Problem details: Continue the essay on Spitzer's downfall, starting after its final sentence.

--- Begin Excerpt ---

Spitzer was a Harvard-trained legal mastermind, a renowned prosecutor and former attorney general who knew the ins and outs of criminal intent, behavior and subterfuge – and yet, incredibly, he couldn’t mastermind his own crime. Ultimately, he committed the same egregious mistakes as the criminals he pretentiously indicted.
Two issues bother any observer of this sad debacle.
First, Spitzer was by no means naïve. Did he not anticipate the personal and legal consequences of such behavior? Did he honestly think he would escape recrimination?
Second, knowing first hand how criminals get caught, why didn’t he attempt to cover his tracks? Why wasn’t he more surreptitious? Why didn’t he take preventive measures to preserve his career and reputation?
Perhaps to answer these questions we have to probe the essence of our humanity. Why do we make mistakes? Why do we get emotionally enraged? Why do we say things and do things we live to regret? What does it mean to live as a human being?
Being human means striking the right balance between logic and passion. Like animals, we humans are pushed by our fears and pulled by our desires. Unlike animals, however, we have the unique human faculty of being able to manage our aversions and cravings. This is what really defines us as human beings.

--- End Excerpt ---
--- Begin Data rows ---

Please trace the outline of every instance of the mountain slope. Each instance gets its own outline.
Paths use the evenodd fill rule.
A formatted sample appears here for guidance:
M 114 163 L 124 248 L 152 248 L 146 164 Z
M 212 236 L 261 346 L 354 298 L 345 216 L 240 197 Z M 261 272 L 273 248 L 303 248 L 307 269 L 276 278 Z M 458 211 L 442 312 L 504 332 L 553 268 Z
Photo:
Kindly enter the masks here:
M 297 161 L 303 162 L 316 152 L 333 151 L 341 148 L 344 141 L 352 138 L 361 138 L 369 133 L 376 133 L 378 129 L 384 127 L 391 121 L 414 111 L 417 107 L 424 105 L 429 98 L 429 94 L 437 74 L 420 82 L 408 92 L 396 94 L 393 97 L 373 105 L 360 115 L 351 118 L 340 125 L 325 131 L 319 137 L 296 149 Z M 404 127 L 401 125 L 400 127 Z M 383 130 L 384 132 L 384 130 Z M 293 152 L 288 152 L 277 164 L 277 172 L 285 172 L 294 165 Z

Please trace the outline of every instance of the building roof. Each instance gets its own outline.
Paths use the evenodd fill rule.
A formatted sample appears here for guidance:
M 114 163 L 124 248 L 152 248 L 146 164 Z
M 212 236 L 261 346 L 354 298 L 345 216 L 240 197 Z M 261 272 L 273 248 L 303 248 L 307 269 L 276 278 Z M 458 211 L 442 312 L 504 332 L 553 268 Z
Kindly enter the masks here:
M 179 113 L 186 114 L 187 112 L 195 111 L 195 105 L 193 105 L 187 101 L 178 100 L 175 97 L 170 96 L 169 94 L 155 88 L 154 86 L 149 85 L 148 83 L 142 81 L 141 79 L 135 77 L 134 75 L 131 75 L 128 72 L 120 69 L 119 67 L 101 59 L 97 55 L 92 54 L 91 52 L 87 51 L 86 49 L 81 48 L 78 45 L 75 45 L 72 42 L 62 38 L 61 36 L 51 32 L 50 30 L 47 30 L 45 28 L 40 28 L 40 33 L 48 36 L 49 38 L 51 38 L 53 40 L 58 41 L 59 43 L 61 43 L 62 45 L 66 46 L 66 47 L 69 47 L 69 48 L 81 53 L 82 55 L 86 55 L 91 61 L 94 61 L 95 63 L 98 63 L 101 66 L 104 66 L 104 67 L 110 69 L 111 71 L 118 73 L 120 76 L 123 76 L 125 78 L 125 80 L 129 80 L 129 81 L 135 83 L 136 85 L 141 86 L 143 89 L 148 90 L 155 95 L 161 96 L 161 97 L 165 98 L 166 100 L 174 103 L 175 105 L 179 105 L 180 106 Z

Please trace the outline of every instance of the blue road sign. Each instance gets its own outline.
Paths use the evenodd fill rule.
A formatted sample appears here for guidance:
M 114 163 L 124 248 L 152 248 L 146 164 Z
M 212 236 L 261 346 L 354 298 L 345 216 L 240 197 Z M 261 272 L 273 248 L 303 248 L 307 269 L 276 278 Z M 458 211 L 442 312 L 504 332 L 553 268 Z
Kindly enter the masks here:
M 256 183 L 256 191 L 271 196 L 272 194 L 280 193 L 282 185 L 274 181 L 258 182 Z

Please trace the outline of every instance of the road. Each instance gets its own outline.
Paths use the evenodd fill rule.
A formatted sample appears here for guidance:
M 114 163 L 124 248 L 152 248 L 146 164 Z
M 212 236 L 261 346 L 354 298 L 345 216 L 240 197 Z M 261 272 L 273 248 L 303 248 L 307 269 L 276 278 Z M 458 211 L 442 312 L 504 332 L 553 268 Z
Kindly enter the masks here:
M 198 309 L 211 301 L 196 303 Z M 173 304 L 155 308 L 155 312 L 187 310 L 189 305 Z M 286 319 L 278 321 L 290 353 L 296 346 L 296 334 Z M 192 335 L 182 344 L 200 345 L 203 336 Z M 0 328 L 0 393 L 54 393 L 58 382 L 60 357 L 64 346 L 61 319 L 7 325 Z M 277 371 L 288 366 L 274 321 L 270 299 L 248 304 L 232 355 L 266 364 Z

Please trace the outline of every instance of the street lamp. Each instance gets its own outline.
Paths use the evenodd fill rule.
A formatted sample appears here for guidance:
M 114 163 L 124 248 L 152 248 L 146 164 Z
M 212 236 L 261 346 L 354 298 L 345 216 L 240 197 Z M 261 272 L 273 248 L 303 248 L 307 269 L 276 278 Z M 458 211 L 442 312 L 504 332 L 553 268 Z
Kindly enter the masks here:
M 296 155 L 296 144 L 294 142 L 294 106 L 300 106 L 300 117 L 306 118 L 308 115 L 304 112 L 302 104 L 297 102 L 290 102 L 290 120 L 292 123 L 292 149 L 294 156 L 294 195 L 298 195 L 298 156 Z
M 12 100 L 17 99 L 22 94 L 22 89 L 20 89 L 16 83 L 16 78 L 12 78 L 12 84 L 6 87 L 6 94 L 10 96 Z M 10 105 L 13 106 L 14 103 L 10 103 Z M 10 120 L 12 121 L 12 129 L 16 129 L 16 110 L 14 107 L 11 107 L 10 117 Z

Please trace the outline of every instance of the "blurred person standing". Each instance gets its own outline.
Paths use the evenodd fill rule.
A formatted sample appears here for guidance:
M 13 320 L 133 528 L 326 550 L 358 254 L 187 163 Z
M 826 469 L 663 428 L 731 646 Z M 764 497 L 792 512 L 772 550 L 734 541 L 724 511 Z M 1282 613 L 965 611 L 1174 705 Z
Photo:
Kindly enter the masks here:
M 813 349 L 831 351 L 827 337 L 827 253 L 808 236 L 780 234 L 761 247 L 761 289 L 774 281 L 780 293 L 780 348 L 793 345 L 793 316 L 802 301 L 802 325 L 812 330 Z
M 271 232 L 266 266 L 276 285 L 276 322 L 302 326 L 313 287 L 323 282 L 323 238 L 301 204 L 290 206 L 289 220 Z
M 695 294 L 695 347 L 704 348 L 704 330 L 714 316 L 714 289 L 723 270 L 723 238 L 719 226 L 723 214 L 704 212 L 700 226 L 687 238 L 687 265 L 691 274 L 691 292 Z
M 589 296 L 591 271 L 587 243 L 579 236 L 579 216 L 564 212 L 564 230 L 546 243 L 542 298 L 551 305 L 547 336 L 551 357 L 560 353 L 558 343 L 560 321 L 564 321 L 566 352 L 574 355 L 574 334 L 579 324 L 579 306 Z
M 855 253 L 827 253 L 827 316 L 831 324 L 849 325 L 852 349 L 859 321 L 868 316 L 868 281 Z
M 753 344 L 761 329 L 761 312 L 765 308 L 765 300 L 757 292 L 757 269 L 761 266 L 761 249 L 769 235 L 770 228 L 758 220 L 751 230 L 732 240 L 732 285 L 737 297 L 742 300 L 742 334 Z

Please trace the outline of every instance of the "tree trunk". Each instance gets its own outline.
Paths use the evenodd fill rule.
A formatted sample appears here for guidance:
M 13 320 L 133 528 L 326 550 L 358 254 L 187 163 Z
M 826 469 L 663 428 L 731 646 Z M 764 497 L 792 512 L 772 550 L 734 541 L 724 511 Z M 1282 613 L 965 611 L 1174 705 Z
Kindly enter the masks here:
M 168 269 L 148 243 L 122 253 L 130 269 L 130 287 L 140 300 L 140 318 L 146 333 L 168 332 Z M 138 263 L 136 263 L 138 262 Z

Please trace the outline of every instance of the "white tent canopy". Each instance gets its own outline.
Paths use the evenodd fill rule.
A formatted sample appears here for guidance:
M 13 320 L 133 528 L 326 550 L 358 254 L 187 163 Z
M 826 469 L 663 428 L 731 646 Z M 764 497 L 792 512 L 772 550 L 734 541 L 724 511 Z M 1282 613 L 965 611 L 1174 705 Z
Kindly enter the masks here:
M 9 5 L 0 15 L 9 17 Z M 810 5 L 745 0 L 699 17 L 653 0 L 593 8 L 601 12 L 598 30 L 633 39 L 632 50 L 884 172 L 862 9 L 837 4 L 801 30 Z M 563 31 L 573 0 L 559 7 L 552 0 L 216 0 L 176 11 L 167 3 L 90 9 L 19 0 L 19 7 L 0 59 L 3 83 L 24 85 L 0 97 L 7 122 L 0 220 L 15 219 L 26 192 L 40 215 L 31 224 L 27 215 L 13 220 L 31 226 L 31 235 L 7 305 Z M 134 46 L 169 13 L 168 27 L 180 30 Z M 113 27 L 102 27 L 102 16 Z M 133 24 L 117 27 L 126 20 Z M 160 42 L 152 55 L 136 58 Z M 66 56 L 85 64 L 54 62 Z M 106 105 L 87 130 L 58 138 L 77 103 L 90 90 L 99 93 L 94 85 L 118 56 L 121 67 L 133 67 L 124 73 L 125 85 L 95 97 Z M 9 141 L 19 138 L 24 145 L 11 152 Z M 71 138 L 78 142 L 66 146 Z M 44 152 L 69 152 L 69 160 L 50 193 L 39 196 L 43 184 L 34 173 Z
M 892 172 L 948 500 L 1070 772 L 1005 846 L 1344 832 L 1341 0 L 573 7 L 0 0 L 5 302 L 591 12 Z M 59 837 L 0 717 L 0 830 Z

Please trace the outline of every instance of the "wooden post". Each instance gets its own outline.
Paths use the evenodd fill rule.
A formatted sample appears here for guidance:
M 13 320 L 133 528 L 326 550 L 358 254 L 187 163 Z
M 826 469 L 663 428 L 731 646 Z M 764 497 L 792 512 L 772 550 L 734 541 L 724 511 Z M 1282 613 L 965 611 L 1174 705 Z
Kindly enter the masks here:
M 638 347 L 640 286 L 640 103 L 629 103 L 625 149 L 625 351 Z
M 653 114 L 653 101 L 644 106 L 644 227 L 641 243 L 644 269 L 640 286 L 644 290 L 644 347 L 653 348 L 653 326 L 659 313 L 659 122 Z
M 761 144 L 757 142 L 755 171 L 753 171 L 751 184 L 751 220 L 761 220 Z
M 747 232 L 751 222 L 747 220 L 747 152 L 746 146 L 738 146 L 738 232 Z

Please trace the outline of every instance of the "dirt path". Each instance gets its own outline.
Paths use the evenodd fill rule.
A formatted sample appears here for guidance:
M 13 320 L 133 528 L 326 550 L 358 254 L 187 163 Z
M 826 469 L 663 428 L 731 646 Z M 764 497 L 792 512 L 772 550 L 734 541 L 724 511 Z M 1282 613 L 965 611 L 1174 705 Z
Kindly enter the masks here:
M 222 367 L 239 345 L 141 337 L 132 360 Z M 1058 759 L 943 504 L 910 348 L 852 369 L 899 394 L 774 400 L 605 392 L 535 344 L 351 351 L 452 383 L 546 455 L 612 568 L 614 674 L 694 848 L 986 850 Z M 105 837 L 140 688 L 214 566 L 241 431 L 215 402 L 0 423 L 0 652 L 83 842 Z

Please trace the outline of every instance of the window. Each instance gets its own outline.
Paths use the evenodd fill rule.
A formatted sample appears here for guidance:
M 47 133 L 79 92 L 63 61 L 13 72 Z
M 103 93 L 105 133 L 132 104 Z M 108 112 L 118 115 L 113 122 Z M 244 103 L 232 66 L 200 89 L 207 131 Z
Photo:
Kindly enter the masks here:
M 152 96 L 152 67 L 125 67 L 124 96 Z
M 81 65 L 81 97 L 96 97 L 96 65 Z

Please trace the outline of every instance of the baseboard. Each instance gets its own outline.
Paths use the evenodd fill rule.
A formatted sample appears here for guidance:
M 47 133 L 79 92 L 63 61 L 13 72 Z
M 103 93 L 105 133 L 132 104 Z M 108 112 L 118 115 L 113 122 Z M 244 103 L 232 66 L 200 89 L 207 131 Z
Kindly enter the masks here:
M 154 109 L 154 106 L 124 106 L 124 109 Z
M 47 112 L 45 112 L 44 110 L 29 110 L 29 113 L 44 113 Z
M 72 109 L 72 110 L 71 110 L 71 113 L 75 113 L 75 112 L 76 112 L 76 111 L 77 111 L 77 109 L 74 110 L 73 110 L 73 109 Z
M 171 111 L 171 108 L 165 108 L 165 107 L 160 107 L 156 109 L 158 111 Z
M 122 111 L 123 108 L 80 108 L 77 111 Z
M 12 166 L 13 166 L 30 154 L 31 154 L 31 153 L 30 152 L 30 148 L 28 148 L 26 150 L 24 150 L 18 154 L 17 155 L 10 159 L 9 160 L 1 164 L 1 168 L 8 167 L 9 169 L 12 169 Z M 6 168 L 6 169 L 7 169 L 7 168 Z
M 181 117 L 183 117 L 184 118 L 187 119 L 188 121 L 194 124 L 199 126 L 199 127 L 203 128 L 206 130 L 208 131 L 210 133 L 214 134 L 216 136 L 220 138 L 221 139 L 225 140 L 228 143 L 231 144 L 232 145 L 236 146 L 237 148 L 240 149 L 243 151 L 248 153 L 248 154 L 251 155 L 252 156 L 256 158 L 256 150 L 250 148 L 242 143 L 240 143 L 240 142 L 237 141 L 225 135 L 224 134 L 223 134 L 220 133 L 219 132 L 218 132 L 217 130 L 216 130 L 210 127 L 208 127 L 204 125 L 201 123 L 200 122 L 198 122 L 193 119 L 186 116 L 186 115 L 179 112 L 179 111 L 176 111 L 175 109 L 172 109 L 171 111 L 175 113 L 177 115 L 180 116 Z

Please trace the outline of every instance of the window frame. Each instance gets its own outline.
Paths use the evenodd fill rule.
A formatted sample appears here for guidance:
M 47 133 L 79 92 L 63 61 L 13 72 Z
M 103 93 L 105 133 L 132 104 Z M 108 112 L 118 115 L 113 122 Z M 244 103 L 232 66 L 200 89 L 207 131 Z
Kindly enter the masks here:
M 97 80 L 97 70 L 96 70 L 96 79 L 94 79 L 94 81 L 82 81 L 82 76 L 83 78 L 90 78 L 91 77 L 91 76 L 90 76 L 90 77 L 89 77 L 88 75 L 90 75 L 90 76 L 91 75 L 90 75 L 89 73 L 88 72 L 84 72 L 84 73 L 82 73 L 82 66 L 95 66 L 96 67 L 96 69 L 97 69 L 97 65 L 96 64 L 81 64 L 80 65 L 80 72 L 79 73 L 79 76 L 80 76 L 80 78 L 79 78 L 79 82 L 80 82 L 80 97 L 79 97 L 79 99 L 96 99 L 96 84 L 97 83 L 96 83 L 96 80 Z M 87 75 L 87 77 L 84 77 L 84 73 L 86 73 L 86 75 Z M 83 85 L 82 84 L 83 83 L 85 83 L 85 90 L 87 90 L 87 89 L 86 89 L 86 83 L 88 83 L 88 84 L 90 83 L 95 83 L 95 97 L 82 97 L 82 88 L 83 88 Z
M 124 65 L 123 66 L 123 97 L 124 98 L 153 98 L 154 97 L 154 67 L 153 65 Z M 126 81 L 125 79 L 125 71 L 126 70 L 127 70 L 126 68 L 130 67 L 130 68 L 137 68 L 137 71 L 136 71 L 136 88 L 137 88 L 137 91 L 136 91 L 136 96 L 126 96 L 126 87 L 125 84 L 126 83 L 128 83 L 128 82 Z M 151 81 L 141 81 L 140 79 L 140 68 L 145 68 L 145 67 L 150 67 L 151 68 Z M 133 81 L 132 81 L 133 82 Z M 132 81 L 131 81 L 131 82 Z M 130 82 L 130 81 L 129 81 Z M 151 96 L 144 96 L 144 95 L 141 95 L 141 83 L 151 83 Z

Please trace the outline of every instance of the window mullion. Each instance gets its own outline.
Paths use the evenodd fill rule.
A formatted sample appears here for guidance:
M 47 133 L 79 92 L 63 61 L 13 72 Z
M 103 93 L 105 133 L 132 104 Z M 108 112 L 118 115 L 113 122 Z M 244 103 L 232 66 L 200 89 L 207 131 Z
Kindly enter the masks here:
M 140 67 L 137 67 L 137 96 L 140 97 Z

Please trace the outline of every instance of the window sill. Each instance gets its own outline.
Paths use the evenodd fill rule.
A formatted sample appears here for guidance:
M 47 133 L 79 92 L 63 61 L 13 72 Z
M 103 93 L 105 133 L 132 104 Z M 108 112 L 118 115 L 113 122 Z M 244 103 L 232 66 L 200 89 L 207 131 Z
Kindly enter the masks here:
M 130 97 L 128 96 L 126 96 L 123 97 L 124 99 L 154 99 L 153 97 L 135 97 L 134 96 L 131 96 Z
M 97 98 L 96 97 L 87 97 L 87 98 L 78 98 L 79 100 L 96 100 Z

--- End Data rows ---

The result:
Most people follow three universal, cardinal truths critical to the survival of humanity. It is deviance from these principles that causes people to stumble, relationships to implode, and nations to collapse. The three universal values are:
Reason should usually supersede emotion.
Placing reason before emotion prevents jealousy, suspicion, and phobia from causing bedlam and crippling relationships. Of course, there are exceptions. When a heartrending drama unfolds, it would be preposterous to “reason” whether crying would be appropriate.
Restraint should generally overpower instinct.
When restraint doesn’t overpower instinct, then infatuation, desire, and reckless ambition cause untold havoc and destruction in relationships. A notable exception to this notion is the Fight or Flight response, the body’s inborn response that prepares it to react to harm or threat.
Long-term integrity must always surpass short-term pleasure.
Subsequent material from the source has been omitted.